*Set tasks:*
• A. In the text on judicial review bridging visas, paragraph numbers refer to which schedule of the regulations?
• B. Carry on the text about judicial review bridging visas from its last sentence.

Judicial Review Bridging Visas

 

TABLE OF CONTENTS

Introduction

 

Care needs to be taken to ensure that a judicial review applicant applies afresh for a ‘judicial review’ bridging visa, on lodging an application for judicial review. [When I use the word paragraph in this section, I refer to the paragraph number in Schedule 2 of the regulations.]  One assumes that at the point when a judicial review application is lodged the applicant will hold a bridging A visa, granted by meeting the criteria in paragraph 010.212(2) which is:

(a)       the applicant has made, in Australia, a valid application for a substantive visa of a kind that can be granted if the applicant is in Australia; and

(b)       that application has not been finally determined; and

(c)        he or she held a substantive visa at the time that application was made; and

(d)       either:

(i)        he or she has applied for a bridging visa in respect of that application; or

  • a bridging visa can be granted in respect of that application under regulation 2.21B.

*Data supplied:*
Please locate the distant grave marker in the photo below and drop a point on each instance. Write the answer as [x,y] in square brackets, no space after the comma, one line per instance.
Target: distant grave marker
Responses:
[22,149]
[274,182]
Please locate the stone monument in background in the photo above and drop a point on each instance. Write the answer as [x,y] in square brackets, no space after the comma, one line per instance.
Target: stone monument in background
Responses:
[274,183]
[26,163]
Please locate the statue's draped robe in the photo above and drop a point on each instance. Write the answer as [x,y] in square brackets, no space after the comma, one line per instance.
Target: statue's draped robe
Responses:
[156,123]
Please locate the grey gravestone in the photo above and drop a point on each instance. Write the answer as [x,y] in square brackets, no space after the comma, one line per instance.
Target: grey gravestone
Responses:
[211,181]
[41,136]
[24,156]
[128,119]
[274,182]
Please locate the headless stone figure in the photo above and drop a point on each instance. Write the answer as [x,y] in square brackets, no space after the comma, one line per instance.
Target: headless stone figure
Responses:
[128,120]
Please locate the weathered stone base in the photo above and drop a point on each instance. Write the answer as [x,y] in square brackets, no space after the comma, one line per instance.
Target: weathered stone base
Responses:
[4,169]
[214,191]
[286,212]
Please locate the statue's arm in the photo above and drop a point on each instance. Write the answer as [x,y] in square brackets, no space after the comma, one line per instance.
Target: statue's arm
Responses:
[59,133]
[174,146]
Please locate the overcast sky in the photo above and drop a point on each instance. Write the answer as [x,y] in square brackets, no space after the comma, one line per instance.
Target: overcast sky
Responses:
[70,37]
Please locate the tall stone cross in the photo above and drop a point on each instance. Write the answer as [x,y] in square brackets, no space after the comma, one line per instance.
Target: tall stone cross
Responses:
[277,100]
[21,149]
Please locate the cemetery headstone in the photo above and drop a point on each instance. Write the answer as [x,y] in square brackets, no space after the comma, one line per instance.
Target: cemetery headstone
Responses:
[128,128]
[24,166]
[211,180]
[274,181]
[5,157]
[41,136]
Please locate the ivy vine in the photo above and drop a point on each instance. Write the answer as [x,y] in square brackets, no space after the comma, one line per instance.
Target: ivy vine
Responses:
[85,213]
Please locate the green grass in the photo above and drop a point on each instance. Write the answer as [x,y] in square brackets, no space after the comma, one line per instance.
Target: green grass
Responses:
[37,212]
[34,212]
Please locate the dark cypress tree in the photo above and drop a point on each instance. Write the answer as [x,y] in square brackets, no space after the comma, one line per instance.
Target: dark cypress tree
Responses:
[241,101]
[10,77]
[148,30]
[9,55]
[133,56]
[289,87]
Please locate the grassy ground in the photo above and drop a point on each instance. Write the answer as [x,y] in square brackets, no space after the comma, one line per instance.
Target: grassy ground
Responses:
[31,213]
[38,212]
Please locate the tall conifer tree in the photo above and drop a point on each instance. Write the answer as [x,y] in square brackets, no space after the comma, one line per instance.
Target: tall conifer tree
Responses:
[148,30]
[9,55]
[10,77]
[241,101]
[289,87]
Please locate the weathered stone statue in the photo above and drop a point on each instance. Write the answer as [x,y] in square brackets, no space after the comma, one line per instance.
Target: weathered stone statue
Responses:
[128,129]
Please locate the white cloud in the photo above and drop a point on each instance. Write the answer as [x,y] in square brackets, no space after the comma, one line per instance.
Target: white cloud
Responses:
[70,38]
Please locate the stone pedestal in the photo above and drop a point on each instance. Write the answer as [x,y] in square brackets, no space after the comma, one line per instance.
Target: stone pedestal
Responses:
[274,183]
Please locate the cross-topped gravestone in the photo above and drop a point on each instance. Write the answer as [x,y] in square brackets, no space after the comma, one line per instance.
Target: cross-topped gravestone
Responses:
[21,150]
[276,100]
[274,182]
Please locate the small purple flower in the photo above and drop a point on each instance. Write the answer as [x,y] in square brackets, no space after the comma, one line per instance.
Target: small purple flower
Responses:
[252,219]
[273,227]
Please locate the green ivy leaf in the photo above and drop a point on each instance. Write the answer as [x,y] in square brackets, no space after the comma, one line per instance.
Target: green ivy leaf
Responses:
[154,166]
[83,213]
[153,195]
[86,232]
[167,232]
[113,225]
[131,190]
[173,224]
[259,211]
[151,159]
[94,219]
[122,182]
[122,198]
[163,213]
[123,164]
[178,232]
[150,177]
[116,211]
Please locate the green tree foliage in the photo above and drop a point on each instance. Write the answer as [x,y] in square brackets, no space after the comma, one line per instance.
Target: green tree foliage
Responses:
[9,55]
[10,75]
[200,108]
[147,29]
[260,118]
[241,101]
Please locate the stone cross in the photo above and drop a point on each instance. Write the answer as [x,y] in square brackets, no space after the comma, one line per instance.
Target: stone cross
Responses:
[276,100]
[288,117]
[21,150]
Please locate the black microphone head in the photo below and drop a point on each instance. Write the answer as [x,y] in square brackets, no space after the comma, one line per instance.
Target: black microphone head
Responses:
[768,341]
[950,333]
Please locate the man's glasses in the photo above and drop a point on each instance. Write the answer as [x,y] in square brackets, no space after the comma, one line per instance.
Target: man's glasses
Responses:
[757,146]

*Outputs for the tasks:*
• A. Schedule 2.

• B.
Under paragraph 010.511(b)(iii) (using a Bridging A visa as an example), that bridging visa  expires “28 days after notification of the decision of the review authority”.  So before that 28 period expires a judicial review applicant must apply afresh for a Bridging A visa relying on the criteria in

(3)       An applicant meets the requirements of this subclause if:

(a)       the applicant:

(i)        has made, in Australia, a valid application for a substantive visa of a kind that can be granted if the applicant is in Australia; and

(ii)       held a substantive visa when he or she made the application; and

(aa)     that application was refused; and

(b)       either:

0(i)      the applicant, or the Minister, has applied, within statutory time limits, for judicial review of a decision in relation to the applicant’s substantive visa application; or….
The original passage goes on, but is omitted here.